Xilinx unveils low-cost RTL synthesis tool optimized for its 28nm FPGA fabric

April 25, 2012 // By Julien Happich
Claiming a 4x productivity advantage over competing development environments, Xilinx has announced a new IP and system-centric design environment built from the ground up to accelerate design productivity for what the company describes as the next decade of 'All-Programmable' devices.

The Vivado Design Suite, which took the company over 4 years of development (across more than 500 sofware engineers) to ensure a tight optimization of the synthesized RTL output for the fabric of Xilinx’ largest 28nm FPGAs, is said not only to speed the design of programmable logic and I/O, but also to accelerate programmable systems integration and implementation into devices incorporating 3D stacked silicon interconnect technology, ARM processing systems, Analog Mixed Signal (AMS), and a significant percentage of semiconductor IP cores.

_Data supplied_
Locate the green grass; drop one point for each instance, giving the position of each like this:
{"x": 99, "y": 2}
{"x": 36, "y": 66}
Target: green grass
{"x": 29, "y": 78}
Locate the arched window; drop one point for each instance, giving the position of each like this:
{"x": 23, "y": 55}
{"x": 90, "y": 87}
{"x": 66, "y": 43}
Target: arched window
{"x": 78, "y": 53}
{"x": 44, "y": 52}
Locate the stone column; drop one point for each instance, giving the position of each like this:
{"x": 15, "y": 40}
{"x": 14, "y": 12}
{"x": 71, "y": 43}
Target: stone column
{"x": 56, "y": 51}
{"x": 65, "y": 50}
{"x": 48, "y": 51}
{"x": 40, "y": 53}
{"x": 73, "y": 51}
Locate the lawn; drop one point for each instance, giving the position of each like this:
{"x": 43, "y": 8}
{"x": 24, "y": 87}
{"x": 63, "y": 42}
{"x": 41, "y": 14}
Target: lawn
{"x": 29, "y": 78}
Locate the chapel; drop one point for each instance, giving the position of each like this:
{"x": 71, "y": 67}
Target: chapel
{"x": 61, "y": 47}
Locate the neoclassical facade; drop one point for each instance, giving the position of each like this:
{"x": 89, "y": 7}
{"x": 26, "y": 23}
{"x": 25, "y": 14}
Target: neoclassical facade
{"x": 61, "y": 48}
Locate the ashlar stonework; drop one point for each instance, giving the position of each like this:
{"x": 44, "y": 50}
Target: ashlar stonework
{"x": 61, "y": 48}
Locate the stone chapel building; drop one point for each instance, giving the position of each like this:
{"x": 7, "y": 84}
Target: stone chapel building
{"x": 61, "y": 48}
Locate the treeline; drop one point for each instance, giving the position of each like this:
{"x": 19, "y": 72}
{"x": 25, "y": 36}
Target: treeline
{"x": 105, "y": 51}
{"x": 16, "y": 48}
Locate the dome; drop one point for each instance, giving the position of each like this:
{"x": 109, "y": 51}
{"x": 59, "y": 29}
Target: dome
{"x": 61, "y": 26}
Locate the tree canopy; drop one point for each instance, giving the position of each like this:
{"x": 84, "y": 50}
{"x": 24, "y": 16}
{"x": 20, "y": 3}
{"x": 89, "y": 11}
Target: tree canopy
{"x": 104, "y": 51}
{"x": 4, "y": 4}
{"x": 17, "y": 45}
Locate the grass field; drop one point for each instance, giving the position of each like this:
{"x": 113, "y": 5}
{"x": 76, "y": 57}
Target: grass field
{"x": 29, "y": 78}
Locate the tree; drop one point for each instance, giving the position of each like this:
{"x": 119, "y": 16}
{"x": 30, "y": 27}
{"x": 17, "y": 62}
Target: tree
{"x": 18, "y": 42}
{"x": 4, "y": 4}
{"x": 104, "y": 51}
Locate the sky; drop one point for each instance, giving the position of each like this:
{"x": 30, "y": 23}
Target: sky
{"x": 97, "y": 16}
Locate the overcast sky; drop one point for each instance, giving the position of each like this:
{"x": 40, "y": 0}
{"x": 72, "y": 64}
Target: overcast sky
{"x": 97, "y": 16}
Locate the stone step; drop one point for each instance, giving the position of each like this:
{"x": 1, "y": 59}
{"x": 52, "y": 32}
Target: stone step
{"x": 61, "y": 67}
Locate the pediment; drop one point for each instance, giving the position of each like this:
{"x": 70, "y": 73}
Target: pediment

_Exercise_
Can you quote the Xilinx Vivado announcement above in full, word for word?

_Exercise output_
Xilinx unveils low-cost RTL synthesis tool optimized for its 28nm FPGA fabric

April 25, 2012 // By Julien Happich
Claiming a 4x productivity advantage over competing development environments, Xilinx has announced a new IP and system-centric design environment built from the ground up to accelerate design productivity for what the company describes as the next decade of 'All-Programmable' devices.

The Vivado Design Suite, which took the company over 4 years of development (across more than 500 sofware engineers) to ensure a tight optimization of the synthesized RTL output for the fabric of Xilinx’ largest 28nm FPGAs, is said not only to speed the design of programmable logic and I/O, but also to accelerate programmable systems integration and implementation into devices incorporating 3D stacked silicon interconnect technology, ARM processing systems, Analog Mixed Signal (AMS), and a significant percentage of semiconductor IP cores.